» EJERCICIO 1
Di si cada afirmación coincide con el fragmento sobre el rock & roll; responde sí o no y cita las palabras del fragmento que lo deciden. (a) Alguno de los grandes méritos del libro tiene que ver con la nostalgia. (b) El rock & roll aparece reducido a las cenizas de su absoluta irrelevancia social. (c) La etapa de inocencia de esta música fue su forma más libre.
» EJERCICIO 2
Cita del fragmento sobre el rock & roll el pasaje que se abre con las palabras "9788494403354PACO CAMERO | Reducido" y se cierra con "ropita y complementos.".

» TEXTO DE LECTURA
***
9788494403354PACO CAMERO | Reducido a las cenizas de su absoluta irrelevancia social, existe la tentación de volver la mirada atrás y encontrar en el rock & roll tan sólo el juguetito inofensivo del que el abuelo no para de hablar. Como al parecer hoy vamos ya de vuelta de todo, es fácil arquear nuestra cejita más condescendiente cada vez que el pureta de turno nos viene con la leyenda escandalosa de esta música en sus primeros tiempos. Y precisamente uno de los grandes méritos de este libro, ninguno de ellos relacionado con la nostalgia, es que consigue de algún modo invocar de nuevo la brutal viveza, la arrolladora ola de deseo liberado y la osadía revolucionaria que esta música contuvo y significó en su etapa de inocencia, es decir, en su forma más libre antes, mucho antes, de convertirse en una curiosidad de museo o en una inspiración ‘cool’ para tiendas de ropita y complementos.
***
[Datos de localización de puntos en imágenes]
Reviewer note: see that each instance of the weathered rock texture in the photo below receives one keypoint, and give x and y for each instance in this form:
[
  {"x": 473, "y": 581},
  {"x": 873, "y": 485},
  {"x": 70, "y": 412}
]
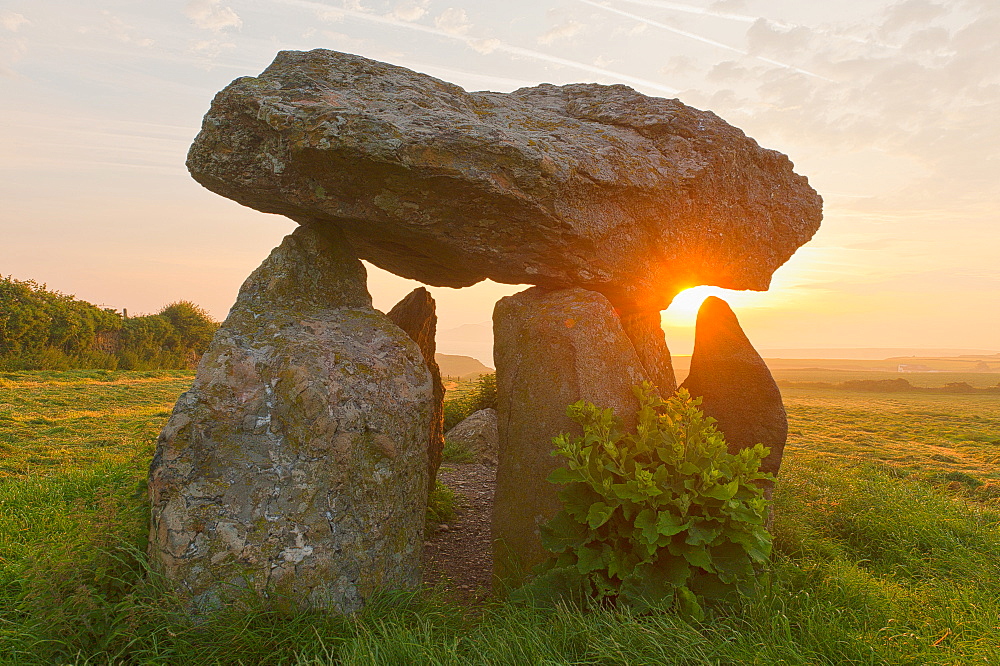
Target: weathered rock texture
[
  {"x": 416, "y": 315},
  {"x": 581, "y": 185},
  {"x": 736, "y": 387},
  {"x": 296, "y": 465},
  {"x": 551, "y": 349},
  {"x": 646, "y": 334},
  {"x": 478, "y": 433}
]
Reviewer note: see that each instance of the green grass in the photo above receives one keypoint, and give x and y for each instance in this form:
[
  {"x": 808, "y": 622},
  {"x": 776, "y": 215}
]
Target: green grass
[
  {"x": 878, "y": 560},
  {"x": 57, "y": 421}
]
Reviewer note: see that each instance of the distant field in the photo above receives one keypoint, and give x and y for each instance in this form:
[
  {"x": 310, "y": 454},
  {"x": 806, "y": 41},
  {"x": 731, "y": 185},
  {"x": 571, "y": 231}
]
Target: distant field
[
  {"x": 837, "y": 370},
  {"x": 59, "y": 421},
  {"x": 928, "y": 379},
  {"x": 886, "y": 551},
  {"x": 933, "y": 436}
]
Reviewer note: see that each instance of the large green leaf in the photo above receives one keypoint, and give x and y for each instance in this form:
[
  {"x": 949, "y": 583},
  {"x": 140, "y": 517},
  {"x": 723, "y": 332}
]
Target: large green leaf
[
  {"x": 591, "y": 558},
  {"x": 723, "y": 491},
  {"x": 645, "y": 522},
  {"x": 703, "y": 532},
  {"x": 669, "y": 524},
  {"x": 599, "y": 513}
]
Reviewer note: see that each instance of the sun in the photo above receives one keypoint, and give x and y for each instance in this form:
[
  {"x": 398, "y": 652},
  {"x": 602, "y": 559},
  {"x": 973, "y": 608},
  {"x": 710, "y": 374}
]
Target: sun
[{"x": 683, "y": 309}]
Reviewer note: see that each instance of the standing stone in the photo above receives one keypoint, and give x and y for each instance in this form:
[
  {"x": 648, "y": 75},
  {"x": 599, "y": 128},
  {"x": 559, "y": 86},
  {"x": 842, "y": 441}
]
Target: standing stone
[
  {"x": 735, "y": 385},
  {"x": 295, "y": 467},
  {"x": 477, "y": 432},
  {"x": 644, "y": 330},
  {"x": 551, "y": 348},
  {"x": 416, "y": 315}
]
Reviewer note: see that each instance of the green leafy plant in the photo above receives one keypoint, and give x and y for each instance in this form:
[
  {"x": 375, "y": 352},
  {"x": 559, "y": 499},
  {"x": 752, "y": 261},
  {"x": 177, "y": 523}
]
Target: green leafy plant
[{"x": 663, "y": 515}]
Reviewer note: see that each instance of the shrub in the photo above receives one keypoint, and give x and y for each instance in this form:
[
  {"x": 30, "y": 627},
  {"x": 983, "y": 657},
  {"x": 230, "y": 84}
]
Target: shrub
***
» RESPUESTA ESCRITA 1
(a) No: «ninguno de ellos relacionado con la nostalgia».
(b) Sí: «Reducido a las cenizas de su absoluta irrelevancia social».
(c) Sí: «en su etapa de inocencia, es decir, en su forma más libre».

» RESPUESTA ESCRITA 2
9788494403354PACO CAMERO | Reducido a las cenizas de su absoluta irrelevancia social, existe la tentación de volver la mirada atrás y encontrar en el rock & roll tan sólo el juguetito inofensivo del que el abuelo no para de hablar. Como al parecer hoy vamos ya de vuelta de todo, es fácil arquear nuestra cejita más condescendiente cada vez que el pureta de turno nos viene con la leyenda escandalosa de esta música en sus primeros tiempos. Y precisamente uno de los grandes méritos de este libro, ninguno de ellos relacionado con la nostalgia, es que consigue de algún modo invocar de nuevo la brutal viveza, la arrolladora ola de deseo liberado y la osadía revolucionaria que esta música contuvo y significó en su etapa de inocencia, es decir, en su forma más libre antes, mucho antes, de convertirse en una curiosidad de museo o en una inspiración ‘cool’ para tiendas de ropita y complementos.